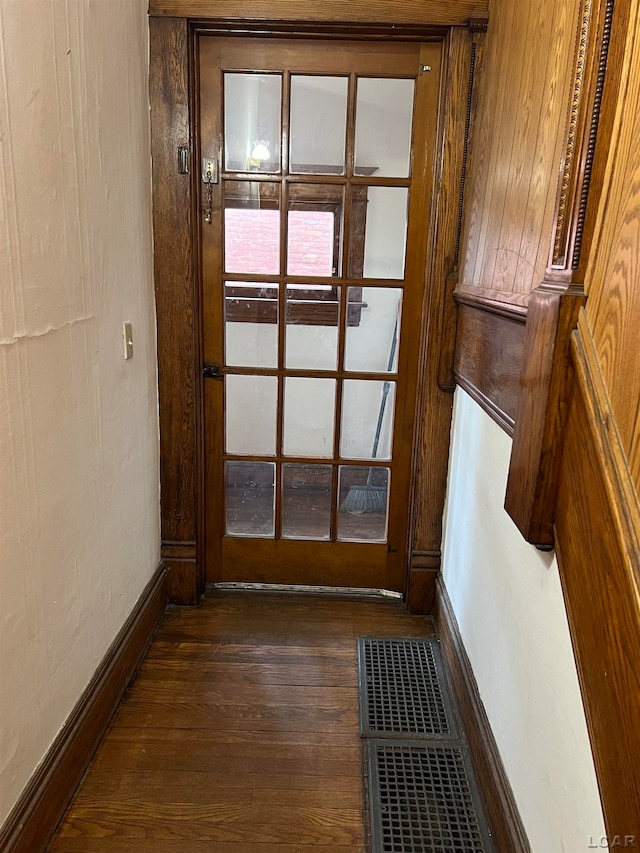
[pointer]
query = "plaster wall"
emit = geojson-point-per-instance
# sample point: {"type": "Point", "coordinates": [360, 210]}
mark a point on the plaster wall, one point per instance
{"type": "Point", "coordinates": [509, 606]}
{"type": "Point", "coordinates": [79, 483]}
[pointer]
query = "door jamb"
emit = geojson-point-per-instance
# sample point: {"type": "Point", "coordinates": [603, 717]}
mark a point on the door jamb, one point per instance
{"type": "Point", "coordinates": [174, 92]}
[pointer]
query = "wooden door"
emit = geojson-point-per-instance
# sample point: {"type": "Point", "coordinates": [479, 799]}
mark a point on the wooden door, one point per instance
{"type": "Point", "coordinates": [315, 197]}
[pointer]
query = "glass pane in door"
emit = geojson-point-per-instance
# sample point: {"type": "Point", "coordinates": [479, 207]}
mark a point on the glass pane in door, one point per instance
{"type": "Point", "coordinates": [312, 326]}
{"type": "Point", "coordinates": [252, 110]}
{"type": "Point", "coordinates": [251, 324]}
{"type": "Point", "coordinates": [249, 496]}
{"type": "Point", "coordinates": [314, 227]}
{"type": "Point", "coordinates": [366, 430]}
{"type": "Point", "coordinates": [252, 227]}
{"type": "Point", "coordinates": [384, 113]}
{"type": "Point", "coordinates": [306, 504]}
{"type": "Point", "coordinates": [382, 222]}
{"type": "Point", "coordinates": [363, 501]}
{"type": "Point", "coordinates": [373, 329]}
{"type": "Point", "coordinates": [309, 406]}
{"type": "Point", "coordinates": [251, 404]}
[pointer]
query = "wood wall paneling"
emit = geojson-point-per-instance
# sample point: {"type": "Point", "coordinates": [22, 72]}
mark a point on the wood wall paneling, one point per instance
{"type": "Point", "coordinates": [545, 385]}
{"type": "Point", "coordinates": [174, 283]}
{"type": "Point", "coordinates": [613, 277]}
{"type": "Point", "coordinates": [502, 811]}
{"type": "Point", "coordinates": [598, 533]}
{"type": "Point", "coordinates": [426, 12]}
{"type": "Point", "coordinates": [488, 358]}
{"type": "Point", "coordinates": [553, 309]}
{"type": "Point", "coordinates": [431, 440]}
{"type": "Point", "coordinates": [516, 145]}
{"type": "Point", "coordinates": [43, 802]}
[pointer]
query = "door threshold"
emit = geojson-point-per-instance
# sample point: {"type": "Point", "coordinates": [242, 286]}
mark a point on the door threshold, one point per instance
{"type": "Point", "coordinates": [303, 589]}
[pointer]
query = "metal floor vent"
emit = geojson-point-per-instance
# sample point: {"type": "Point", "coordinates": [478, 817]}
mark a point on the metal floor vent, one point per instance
{"type": "Point", "coordinates": [402, 692]}
{"type": "Point", "coordinates": [423, 800]}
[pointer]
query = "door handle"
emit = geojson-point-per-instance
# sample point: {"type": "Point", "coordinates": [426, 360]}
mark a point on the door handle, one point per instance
{"type": "Point", "coordinates": [212, 371]}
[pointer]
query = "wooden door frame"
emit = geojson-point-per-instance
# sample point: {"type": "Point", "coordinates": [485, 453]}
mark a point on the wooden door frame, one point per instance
{"type": "Point", "coordinates": [173, 95]}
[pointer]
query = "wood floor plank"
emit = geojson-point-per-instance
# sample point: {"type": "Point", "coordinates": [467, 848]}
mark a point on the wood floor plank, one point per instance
{"type": "Point", "coordinates": [239, 734]}
{"type": "Point", "coordinates": [172, 673]}
{"type": "Point", "coordinates": [232, 822]}
{"type": "Point", "coordinates": [141, 845]}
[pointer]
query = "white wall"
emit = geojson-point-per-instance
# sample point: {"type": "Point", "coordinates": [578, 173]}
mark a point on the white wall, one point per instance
{"type": "Point", "coordinates": [509, 606]}
{"type": "Point", "coordinates": [79, 494]}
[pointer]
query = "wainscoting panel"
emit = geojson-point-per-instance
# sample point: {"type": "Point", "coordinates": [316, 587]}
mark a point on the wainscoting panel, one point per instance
{"type": "Point", "coordinates": [598, 532]}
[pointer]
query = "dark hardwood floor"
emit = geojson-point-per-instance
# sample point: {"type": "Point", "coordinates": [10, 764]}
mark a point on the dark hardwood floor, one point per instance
{"type": "Point", "coordinates": [240, 732]}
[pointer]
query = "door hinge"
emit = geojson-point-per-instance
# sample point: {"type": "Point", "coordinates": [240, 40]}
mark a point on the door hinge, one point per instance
{"type": "Point", "coordinates": [183, 160]}
{"type": "Point", "coordinates": [212, 371]}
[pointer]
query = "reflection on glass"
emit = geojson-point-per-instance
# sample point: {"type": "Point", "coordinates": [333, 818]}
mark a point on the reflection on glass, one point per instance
{"type": "Point", "coordinates": [312, 326]}
{"type": "Point", "coordinates": [314, 229]}
{"type": "Point", "coordinates": [251, 324]}
{"type": "Point", "coordinates": [252, 227]}
{"type": "Point", "coordinates": [250, 499]}
{"type": "Point", "coordinates": [381, 225]}
{"type": "Point", "coordinates": [366, 431]}
{"type": "Point", "coordinates": [306, 505]}
{"type": "Point", "coordinates": [251, 403]}
{"type": "Point", "coordinates": [309, 406]}
{"type": "Point", "coordinates": [318, 124]}
{"type": "Point", "coordinates": [384, 112]}
{"type": "Point", "coordinates": [373, 329]}
{"type": "Point", "coordinates": [252, 122]}
{"type": "Point", "coordinates": [363, 502]}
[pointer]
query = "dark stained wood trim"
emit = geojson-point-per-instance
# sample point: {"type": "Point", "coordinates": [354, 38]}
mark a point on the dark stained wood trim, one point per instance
{"type": "Point", "coordinates": [35, 816]}
{"type": "Point", "coordinates": [434, 406]}
{"type": "Point", "coordinates": [502, 811]}
{"type": "Point", "coordinates": [488, 359]}
{"type": "Point", "coordinates": [446, 376]}
{"type": "Point", "coordinates": [426, 12]}
{"type": "Point", "coordinates": [176, 295]}
{"type": "Point", "coordinates": [501, 302]}
{"type": "Point", "coordinates": [545, 385]}
{"type": "Point", "coordinates": [424, 567]}
{"type": "Point", "coordinates": [590, 65]}
{"type": "Point", "coordinates": [598, 534]}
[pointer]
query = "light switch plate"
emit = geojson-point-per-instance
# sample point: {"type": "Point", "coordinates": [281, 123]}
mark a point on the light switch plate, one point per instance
{"type": "Point", "coordinates": [127, 339]}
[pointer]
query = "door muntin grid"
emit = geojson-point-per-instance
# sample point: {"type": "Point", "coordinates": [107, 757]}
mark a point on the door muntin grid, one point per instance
{"type": "Point", "coordinates": [311, 304]}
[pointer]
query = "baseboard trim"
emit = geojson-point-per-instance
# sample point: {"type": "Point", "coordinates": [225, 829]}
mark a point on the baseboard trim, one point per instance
{"type": "Point", "coordinates": [33, 819]}
{"type": "Point", "coordinates": [502, 811]}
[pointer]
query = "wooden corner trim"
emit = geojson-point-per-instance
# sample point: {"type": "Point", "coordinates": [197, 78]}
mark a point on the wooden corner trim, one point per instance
{"type": "Point", "coordinates": [502, 810]}
{"type": "Point", "coordinates": [621, 490]}
{"type": "Point", "coordinates": [37, 812]}
{"type": "Point", "coordinates": [598, 543]}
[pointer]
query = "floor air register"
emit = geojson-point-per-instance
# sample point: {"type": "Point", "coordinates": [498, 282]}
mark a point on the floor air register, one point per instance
{"type": "Point", "coordinates": [423, 797]}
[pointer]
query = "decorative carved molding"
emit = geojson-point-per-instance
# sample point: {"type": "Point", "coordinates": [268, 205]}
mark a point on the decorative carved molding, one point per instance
{"type": "Point", "coordinates": [593, 132]}
{"type": "Point", "coordinates": [592, 50]}
{"type": "Point", "coordinates": [559, 242]}
{"type": "Point", "coordinates": [545, 385]}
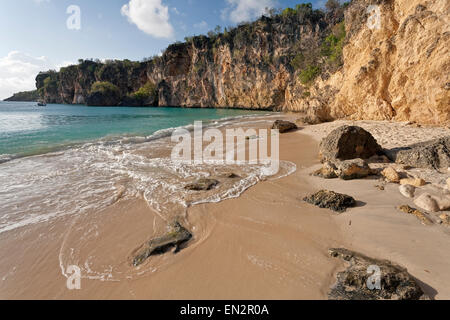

------------------------------------------------------------

§ TASK STATEMENT
Copy nothing but the lines above from the one with "mark a point on the light" through the end of the material, word for word, and drop the pictures.

§ FINISHED EXERCISE
mark a point on the light switch plate, one point per instance
{"type": "Point", "coordinates": [127, 339]}
[pointer]
query = "door muntin grid"
emit = geojson-point-per-instance
# sample point: {"type": "Point", "coordinates": [107, 757]}
mark a point on the door muntin grid, one point per instance
{"type": "Point", "coordinates": [311, 304]}
[pointer]
query = "baseboard trim"
emit = geojson-point-per-instance
# sample point: {"type": "Point", "coordinates": [225, 829]}
mark a point on the baseboard trim, one point per instance
{"type": "Point", "coordinates": [33, 819]}
{"type": "Point", "coordinates": [502, 811]}
[pointer]
query = "wooden corner trim"
emit = geojson-point-per-instance
# sample point: {"type": "Point", "coordinates": [197, 78]}
mark a point on the wooden corner trim, one point per instance
{"type": "Point", "coordinates": [502, 810]}
{"type": "Point", "coordinates": [621, 490]}
{"type": "Point", "coordinates": [37, 812]}
{"type": "Point", "coordinates": [598, 543]}
[pointer]
query = "floor air register"
emit = geojson-point-per-instance
# sample point: {"type": "Point", "coordinates": [498, 282]}
mark a point on the floor air register, one point per instance
{"type": "Point", "coordinates": [423, 797]}
[pointer]
query = "decorative carved molding"
emit = geojson-point-per-instance
# sample point: {"type": "Point", "coordinates": [268, 205]}
mark a point on the decorative carved molding, one point per instance
{"type": "Point", "coordinates": [593, 132]}
{"type": "Point", "coordinates": [592, 50]}
{"type": "Point", "coordinates": [559, 242]}
{"type": "Point", "coordinates": [545, 385]}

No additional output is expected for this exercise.